> **Prompt**
For each record below, retype the text exactly and omit any image.

> **Data for this exercise**
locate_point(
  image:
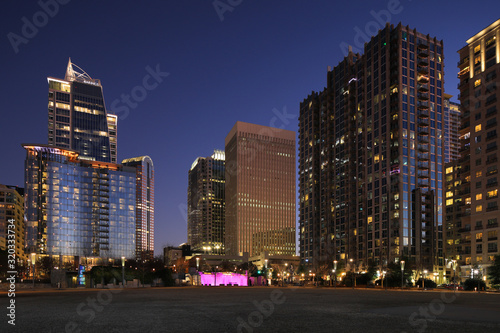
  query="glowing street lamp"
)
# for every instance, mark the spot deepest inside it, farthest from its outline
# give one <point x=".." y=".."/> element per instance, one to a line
<point x="123" y="272"/>
<point x="402" y="273"/>
<point x="33" y="260"/>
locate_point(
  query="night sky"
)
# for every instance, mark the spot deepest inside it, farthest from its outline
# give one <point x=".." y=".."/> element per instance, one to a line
<point x="255" y="65"/>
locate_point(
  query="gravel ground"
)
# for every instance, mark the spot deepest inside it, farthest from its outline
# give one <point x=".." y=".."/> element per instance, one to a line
<point x="252" y="309"/>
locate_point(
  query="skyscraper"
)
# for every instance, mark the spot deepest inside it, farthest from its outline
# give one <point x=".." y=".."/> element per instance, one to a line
<point x="260" y="190"/>
<point x="78" y="208"/>
<point x="451" y="122"/>
<point x="12" y="221"/>
<point x="144" y="206"/>
<point x="207" y="204"/>
<point x="477" y="228"/>
<point x="77" y="116"/>
<point x="371" y="156"/>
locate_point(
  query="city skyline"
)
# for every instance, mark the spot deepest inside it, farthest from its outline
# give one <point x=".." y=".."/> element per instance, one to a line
<point x="170" y="108"/>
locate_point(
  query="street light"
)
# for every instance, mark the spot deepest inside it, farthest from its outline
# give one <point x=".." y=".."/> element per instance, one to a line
<point x="476" y="272"/>
<point x="423" y="281"/>
<point x="402" y="273"/>
<point x="123" y="272"/>
<point x="33" y="260"/>
<point x="352" y="273"/>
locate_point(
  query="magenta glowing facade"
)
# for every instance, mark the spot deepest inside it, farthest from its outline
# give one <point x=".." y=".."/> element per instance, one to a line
<point x="223" y="279"/>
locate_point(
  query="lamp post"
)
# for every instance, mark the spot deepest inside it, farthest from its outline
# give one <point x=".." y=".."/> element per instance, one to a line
<point x="123" y="272"/>
<point x="33" y="260"/>
<point x="476" y="272"/>
<point x="402" y="273"/>
<point x="423" y="281"/>
<point x="353" y="279"/>
<point x="335" y="272"/>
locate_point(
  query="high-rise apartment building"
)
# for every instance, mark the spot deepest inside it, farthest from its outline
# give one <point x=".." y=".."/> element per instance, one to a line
<point x="260" y="190"/>
<point x="371" y="156"/>
<point x="479" y="73"/>
<point x="77" y="207"/>
<point x="207" y="204"/>
<point x="12" y="221"/>
<point x="451" y="124"/>
<point x="77" y="116"/>
<point x="144" y="206"/>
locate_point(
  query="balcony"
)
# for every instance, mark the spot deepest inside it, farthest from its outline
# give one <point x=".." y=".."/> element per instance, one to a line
<point x="422" y="105"/>
<point x="423" y="165"/>
<point x="423" y="157"/>
<point x="423" y="96"/>
<point x="423" y="87"/>
<point x="424" y="122"/>
<point x="423" y="79"/>
<point x="423" y="130"/>
<point x="423" y="113"/>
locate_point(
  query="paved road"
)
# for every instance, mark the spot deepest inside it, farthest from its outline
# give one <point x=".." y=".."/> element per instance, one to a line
<point x="254" y="309"/>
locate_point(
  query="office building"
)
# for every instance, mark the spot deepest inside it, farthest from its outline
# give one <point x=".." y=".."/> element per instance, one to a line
<point x="371" y="157"/>
<point x="12" y="221"/>
<point x="477" y="229"/>
<point x="77" y="116"/>
<point x="206" y="204"/>
<point x="78" y="207"/>
<point x="451" y="125"/>
<point x="260" y="190"/>
<point x="144" y="206"/>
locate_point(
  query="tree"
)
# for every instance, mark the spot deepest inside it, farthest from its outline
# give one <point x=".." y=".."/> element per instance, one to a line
<point x="494" y="271"/>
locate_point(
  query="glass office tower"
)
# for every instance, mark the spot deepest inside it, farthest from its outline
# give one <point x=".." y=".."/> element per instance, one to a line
<point x="145" y="206"/>
<point x="77" y="116"/>
<point x="78" y="208"/>
<point x="207" y="203"/>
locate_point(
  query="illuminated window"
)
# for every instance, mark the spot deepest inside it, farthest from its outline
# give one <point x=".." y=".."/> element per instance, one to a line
<point x="492" y="194"/>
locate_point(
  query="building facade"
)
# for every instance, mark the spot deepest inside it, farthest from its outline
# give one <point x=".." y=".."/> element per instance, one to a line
<point x="207" y="204"/>
<point x="77" y="116"/>
<point x="451" y="124"/>
<point x="12" y="221"/>
<point x="78" y="208"/>
<point x="144" y="206"/>
<point x="260" y="190"/>
<point x="477" y="229"/>
<point x="371" y="156"/>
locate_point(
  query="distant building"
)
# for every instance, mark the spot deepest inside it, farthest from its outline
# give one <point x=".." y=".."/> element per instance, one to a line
<point x="260" y="190"/>
<point x="145" y="206"/>
<point x="78" y="208"/>
<point x="206" y="204"/>
<point x="77" y="116"/>
<point x="477" y="229"/>
<point x="451" y="124"/>
<point x="371" y="157"/>
<point x="12" y="210"/>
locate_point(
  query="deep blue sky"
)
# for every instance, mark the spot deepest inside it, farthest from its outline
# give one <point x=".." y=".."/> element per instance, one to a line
<point x="264" y="55"/>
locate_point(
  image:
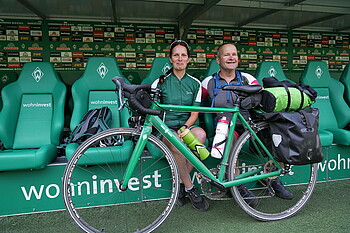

> **Written solution**
locate_point(
  image:
  query="glowing street lamp"
)
# for every instance, mark the spot deepest inside it, farthest from its outline
# give one <point x=".." y=".."/> element per instance, one to a line
<point x="123" y="272"/>
<point x="402" y="273"/>
<point x="33" y="260"/>
locate_point(
  query="night sky"
)
# for every instance, mark the spot deepest inside it, farthest from its outline
# give one <point x=".." y=".."/> element per instance, one to a line
<point x="255" y="65"/>
locate_point(
  query="gravel ground"
)
# for every instance, mark the spot deepest inside it, farthest from its outline
# give one <point x=".." y=".."/> element per instance, one to a line
<point x="252" y="309"/>
locate_point(
  query="skyscraper"
)
# for every instance, mark the spot deepest inside it, farthest from its outline
# give one <point x=".." y=".."/> element per instance, one to a line
<point x="260" y="190"/>
<point x="78" y="208"/>
<point x="451" y="122"/>
<point x="12" y="221"/>
<point x="144" y="206"/>
<point x="207" y="204"/>
<point x="477" y="228"/>
<point x="77" y="116"/>
<point x="371" y="156"/>
locate_point(
  query="city skyline"
)
# for every instance, mark the spot deepest inside it, farthest from its outline
# give one <point x=".." y=".."/> element per instance, one to a line
<point x="170" y="108"/>
locate_point(
  query="street light"
)
# for every instance, mark the spot deepest inside it, farthest from its outline
# give one <point x=".." y=".."/> element per instance, one to a line
<point x="476" y="272"/>
<point x="423" y="281"/>
<point x="402" y="273"/>
<point x="123" y="272"/>
<point x="33" y="260"/>
<point x="352" y="273"/>
locate_point(
  query="magenta glowing facade"
)
# for every instance, mark the spot deepest inside it, farthest from its outline
# give one <point x=".." y=".."/> element per instance, one to a line
<point x="223" y="279"/>
locate_point(
  query="lamp post"
)
# for every instance, mark the spot deepest inside it, farthest from its outline
# give one <point x=".." y=".."/> element per instance, one to a line
<point x="123" y="272"/>
<point x="33" y="260"/>
<point x="476" y="272"/>
<point x="402" y="273"/>
<point x="423" y="281"/>
<point x="353" y="279"/>
<point x="335" y="272"/>
locate_point(
  query="high-rise apartment building"
)
# for every instance, mark the spot deepest inside it, farthest from its outline
# give one <point x=".." y=".."/> element per instance, one to a line
<point x="260" y="190"/>
<point x="371" y="156"/>
<point x="479" y="73"/>
<point x="77" y="207"/>
<point x="207" y="204"/>
<point x="12" y="221"/>
<point x="451" y="124"/>
<point x="77" y="116"/>
<point x="144" y="206"/>
locate_point(
  query="balcony"
)
# for every instance, mark the spot deepest inside it, farthest from its outline
# give one <point x=".." y=".."/> element per instance, one to a line
<point x="422" y="105"/>
<point x="423" y="165"/>
<point x="423" y="157"/>
<point x="423" y="96"/>
<point x="423" y="87"/>
<point x="424" y="122"/>
<point x="423" y="79"/>
<point x="423" y="130"/>
<point x="423" y="113"/>
locate_point(
  query="paved road"
)
# for every instance, mark the spot deepest inside it, farthest from its outline
# give one <point x=".." y=".."/> element per instance, one to a line
<point x="254" y="309"/>
locate_point(
  query="office building"
)
# for every instance, mark the spot deepest inside it, farthest from its outline
# give one <point x=".." y=".."/> element per instance, one to a line
<point x="371" y="157"/>
<point x="12" y="221"/>
<point x="477" y="229"/>
<point x="77" y="116"/>
<point x="206" y="204"/>
<point x="78" y="207"/>
<point x="451" y="125"/>
<point x="260" y="190"/>
<point x="144" y="206"/>
locate_point(
  query="tree"
)
# for every instance, mark the spot deepest inside it, farthest from its outline
# give one <point x=".." y=".."/> element per instance, one to a line
<point x="494" y="271"/>
locate_point(
  query="glass office tower"
)
# for every instance, mark the spot deepest inside it, farthest from its outline
# give one <point x=".." y=".."/> element per instance, one to a line
<point x="145" y="206"/>
<point x="77" y="116"/>
<point x="78" y="208"/>
<point x="207" y="203"/>
locate_point(
  query="illuminated window"
)
# for every instance, mark the spot deepest inside it, farthest from its outline
# give one <point x=".." y=".."/> element per instance, one to a line
<point x="492" y="194"/>
locate_point(
  query="building facade"
)
# for every instance, mark the spot deepest inside it, farthest from its outline
# give one <point x=".." y=".."/> element per instance, one to a line
<point x="207" y="204"/>
<point x="77" y="116"/>
<point x="451" y="124"/>
<point x="12" y="221"/>
<point x="78" y="208"/>
<point x="144" y="206"/>
<point x="260" y="190"/>
<point x="477" y="229"/>
<point x="371" y="156"/>
locate_point(
  query="distant building"
)
# for every instance, mark the spot deepest inside it, farthest from its outline
# give one <point x=".." y=".."/> element per instance, one to a line
<point x="260" y="190"/>
<point x="145" y="206"/>
<point x="78" y="208"/>
<point x="206" y="204"/>
<point x="77" y="116"/>
<point x="477" y="229"/>
<point x="451" y="124"/>
<point x="371" y="157"/>
<point x="12" y="210"/>
locate_point(
  query="deep blue sky"
)
# for every instance, mark the spot deepest inside it, farthest from its outline
# give one <point x=".." y=".."/> element per instance, one to a line
<point x="264" y="55"/>
locate_point(
  image:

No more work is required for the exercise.